[Start of Attachment]

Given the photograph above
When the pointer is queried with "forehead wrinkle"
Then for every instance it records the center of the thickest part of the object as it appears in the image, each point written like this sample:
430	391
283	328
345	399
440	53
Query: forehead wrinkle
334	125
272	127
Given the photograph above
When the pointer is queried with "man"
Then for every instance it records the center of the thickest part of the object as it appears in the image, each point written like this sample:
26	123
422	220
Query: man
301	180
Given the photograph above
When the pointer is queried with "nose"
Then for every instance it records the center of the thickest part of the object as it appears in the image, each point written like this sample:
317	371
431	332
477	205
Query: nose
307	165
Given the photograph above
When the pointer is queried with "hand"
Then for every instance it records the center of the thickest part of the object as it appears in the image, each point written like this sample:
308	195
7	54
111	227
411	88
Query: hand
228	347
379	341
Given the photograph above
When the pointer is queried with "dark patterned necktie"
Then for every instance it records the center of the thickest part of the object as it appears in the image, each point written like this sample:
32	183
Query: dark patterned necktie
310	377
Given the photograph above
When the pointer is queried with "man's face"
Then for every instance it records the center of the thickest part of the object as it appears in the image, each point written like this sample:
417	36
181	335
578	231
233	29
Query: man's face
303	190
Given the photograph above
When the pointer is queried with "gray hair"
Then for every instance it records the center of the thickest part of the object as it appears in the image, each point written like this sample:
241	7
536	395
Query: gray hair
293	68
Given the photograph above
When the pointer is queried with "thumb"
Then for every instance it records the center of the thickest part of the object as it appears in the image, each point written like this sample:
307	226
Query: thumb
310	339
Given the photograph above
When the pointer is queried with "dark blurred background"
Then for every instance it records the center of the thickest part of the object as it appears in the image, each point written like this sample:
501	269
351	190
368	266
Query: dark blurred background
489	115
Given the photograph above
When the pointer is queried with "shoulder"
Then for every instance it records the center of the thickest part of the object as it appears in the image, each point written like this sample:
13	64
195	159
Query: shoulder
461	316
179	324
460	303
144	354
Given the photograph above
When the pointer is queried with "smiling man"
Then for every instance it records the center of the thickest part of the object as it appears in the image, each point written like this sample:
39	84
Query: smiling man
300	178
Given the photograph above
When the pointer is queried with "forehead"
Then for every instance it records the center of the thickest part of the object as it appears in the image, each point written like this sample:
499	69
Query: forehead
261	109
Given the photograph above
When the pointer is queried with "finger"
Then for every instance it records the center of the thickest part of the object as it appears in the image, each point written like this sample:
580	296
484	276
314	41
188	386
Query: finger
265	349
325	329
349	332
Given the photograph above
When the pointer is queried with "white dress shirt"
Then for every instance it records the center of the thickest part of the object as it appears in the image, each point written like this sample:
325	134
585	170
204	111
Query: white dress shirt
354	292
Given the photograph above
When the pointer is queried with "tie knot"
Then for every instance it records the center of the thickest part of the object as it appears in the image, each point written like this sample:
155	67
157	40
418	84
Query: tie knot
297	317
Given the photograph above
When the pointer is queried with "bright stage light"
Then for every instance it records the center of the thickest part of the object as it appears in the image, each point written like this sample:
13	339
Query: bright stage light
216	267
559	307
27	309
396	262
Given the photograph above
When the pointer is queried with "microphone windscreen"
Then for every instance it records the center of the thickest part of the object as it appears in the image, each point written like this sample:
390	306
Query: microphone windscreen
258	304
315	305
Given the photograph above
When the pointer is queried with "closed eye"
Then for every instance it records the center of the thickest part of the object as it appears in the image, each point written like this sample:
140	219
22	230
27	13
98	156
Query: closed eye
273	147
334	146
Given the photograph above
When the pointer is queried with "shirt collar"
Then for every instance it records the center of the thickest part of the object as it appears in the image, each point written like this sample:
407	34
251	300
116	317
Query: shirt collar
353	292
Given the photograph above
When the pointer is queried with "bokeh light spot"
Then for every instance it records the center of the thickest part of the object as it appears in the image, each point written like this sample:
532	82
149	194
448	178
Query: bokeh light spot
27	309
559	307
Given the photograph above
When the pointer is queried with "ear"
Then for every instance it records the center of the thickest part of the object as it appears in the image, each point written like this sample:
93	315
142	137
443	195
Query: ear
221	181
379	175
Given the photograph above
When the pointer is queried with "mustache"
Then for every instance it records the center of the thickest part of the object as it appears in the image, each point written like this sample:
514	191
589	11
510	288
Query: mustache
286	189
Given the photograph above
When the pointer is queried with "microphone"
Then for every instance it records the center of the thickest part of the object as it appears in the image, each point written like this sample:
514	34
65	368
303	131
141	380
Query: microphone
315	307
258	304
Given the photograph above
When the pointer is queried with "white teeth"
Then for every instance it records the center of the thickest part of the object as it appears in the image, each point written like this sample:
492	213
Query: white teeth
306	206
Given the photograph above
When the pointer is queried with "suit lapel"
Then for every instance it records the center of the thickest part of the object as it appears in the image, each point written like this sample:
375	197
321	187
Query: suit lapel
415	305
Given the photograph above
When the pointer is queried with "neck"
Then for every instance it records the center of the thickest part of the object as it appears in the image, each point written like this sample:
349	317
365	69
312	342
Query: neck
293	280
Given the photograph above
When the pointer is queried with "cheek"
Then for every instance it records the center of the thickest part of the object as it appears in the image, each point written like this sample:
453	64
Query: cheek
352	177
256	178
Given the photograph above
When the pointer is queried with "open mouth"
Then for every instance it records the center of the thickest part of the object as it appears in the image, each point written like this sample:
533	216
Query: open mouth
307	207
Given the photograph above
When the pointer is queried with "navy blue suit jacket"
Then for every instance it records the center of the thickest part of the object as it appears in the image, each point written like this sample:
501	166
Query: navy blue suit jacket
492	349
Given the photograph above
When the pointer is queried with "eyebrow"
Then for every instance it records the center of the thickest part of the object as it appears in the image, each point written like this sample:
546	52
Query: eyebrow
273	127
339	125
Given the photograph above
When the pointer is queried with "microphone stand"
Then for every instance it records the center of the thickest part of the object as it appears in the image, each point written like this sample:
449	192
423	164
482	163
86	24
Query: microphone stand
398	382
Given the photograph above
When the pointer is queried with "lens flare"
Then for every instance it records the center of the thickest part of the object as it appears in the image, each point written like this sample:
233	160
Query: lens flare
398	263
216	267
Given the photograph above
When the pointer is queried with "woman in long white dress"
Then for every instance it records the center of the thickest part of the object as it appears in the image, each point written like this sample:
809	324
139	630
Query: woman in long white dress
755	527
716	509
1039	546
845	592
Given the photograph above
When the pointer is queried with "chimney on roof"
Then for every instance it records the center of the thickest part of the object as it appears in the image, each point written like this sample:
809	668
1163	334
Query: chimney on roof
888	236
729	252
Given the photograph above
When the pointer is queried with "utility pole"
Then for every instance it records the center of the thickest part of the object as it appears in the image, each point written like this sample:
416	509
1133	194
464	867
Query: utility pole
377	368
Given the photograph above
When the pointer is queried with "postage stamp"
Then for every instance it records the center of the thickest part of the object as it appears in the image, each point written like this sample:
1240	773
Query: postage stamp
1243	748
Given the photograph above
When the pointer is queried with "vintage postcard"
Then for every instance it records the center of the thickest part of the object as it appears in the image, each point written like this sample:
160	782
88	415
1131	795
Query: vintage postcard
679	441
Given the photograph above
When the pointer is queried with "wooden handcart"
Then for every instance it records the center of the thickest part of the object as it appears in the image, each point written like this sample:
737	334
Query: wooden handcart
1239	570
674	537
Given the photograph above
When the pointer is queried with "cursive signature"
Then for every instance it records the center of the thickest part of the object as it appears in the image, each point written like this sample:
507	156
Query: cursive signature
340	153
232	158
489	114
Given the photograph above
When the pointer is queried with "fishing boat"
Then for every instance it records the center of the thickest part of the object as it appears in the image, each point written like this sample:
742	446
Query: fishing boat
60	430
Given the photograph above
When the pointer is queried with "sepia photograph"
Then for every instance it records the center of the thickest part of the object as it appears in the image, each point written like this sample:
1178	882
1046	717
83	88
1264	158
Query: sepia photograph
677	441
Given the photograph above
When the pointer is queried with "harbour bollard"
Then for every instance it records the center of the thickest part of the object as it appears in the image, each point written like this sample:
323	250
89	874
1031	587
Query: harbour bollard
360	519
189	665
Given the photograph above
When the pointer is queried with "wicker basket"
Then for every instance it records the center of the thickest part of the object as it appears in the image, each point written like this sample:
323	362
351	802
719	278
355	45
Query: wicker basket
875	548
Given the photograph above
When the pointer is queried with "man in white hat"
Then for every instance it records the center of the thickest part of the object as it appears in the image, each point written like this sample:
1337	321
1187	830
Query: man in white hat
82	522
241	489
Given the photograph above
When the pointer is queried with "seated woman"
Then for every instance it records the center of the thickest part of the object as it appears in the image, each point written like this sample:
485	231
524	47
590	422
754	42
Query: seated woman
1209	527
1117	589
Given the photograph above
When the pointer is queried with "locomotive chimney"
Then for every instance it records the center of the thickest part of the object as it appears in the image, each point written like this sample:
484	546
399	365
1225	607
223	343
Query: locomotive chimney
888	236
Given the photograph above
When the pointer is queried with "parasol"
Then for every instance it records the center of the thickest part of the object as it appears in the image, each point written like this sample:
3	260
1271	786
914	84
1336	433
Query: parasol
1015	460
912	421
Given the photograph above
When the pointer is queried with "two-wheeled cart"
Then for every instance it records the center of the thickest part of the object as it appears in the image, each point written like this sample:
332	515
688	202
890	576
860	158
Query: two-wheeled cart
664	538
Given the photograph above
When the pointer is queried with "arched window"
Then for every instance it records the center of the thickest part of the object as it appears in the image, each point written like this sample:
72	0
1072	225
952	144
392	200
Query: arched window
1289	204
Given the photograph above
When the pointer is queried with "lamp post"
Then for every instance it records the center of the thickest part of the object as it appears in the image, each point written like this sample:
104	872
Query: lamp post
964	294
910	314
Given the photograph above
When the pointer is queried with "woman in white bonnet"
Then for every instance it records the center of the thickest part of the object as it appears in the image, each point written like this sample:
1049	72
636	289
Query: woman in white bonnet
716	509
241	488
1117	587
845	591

[End of Attachment]

» Instructions to follow: At the line containing "Query: lamp post", start copying. Continue exactly through the final line of the entries above and stop there.

» Written reply:
Query: lamp post
964	294
910	314
Given the photograph above
When the pointer is queried with "woman in white bonnet"
Then for every instance it records the center of the thickest part of the object as it appears in the image, each point written like this sample:
1049	72
636	289
Query: woman in white bonnet
716	509
241	488
1117	587
845	591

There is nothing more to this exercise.